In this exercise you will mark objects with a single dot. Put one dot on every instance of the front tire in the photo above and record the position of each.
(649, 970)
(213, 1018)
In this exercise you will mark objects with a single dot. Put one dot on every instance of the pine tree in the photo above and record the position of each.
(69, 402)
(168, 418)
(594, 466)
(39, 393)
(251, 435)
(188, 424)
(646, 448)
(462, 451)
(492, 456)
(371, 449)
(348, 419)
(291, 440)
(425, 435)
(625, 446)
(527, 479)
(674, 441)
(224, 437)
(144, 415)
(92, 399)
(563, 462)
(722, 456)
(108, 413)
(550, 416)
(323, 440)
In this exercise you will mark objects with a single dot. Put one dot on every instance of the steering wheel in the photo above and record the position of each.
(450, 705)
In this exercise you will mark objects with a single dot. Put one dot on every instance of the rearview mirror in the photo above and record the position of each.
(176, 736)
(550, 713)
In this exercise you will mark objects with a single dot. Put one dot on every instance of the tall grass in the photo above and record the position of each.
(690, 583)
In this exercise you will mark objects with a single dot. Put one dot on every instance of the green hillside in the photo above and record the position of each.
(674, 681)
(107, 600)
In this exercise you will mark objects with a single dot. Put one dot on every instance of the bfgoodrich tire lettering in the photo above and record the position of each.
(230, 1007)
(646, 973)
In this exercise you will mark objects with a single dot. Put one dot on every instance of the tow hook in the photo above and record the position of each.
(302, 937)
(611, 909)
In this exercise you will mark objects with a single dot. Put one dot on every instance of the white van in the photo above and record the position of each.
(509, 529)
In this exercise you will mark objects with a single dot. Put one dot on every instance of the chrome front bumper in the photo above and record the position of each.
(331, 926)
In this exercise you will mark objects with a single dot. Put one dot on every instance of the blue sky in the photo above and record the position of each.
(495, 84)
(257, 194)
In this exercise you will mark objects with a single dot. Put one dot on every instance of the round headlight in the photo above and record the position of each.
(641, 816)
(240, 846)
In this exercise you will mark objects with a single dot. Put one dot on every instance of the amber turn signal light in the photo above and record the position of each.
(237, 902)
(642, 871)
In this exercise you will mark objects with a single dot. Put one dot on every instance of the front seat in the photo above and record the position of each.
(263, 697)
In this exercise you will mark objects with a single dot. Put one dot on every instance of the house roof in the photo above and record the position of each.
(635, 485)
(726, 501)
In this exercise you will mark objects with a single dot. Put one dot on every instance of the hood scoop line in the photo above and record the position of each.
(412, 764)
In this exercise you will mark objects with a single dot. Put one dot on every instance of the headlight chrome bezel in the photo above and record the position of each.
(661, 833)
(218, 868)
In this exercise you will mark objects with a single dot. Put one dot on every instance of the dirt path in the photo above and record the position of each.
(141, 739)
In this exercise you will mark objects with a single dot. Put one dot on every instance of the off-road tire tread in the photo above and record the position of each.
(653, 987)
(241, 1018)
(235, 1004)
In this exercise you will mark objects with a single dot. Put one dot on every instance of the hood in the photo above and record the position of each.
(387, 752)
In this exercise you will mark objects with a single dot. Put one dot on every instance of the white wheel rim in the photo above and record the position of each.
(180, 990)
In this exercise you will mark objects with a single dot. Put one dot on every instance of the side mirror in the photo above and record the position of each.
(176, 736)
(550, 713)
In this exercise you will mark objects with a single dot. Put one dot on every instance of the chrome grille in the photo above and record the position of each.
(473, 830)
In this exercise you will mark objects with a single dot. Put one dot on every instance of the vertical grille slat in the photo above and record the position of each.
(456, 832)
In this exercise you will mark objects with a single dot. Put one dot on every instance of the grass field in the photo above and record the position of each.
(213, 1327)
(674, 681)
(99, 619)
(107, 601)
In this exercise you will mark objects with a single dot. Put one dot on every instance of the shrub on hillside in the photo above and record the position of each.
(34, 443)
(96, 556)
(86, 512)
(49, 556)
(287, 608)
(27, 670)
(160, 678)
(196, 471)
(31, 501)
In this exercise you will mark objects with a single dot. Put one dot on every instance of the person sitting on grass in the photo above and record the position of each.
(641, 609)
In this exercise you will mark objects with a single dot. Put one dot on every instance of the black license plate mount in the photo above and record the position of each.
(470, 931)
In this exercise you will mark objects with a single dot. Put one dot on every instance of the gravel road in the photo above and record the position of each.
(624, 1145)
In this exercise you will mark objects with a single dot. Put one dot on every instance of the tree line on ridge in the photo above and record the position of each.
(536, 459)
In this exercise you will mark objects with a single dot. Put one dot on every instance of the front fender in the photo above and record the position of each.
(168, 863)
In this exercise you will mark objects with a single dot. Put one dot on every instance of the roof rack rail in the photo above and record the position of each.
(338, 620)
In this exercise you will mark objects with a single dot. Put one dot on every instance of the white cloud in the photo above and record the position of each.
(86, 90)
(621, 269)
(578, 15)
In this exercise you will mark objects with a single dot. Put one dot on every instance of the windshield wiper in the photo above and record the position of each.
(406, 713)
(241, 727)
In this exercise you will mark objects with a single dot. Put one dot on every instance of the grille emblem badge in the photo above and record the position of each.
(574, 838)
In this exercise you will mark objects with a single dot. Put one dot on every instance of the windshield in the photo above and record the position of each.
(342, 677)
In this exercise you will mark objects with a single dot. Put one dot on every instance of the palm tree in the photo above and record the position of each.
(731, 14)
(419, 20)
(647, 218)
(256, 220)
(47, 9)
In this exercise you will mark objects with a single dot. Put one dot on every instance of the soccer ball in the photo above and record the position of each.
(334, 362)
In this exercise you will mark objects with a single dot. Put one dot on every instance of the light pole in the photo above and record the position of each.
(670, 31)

=====

Exercise brief:
An exact copy of the lines from the one with "of the palm" to the final line of the entries is all that the answer should hold.

Task result:
In this exercise you will mark objects with a single dot. Put one dot on every instance of the palm tree in the photo above and record the position of each.
(731, 14)
(419, 20)
(647, 218)
(256, 220)
(47, 9)
In this exercise you will mark objects with a single dot. Put one dot on every instance of the soccer ball in the photo above and record the position of each.
(334, 362)
In this exercise you will mark objects with a single dot. Put one dot on every instance of the light pole in the photo above and record the position of each.
(670, 31)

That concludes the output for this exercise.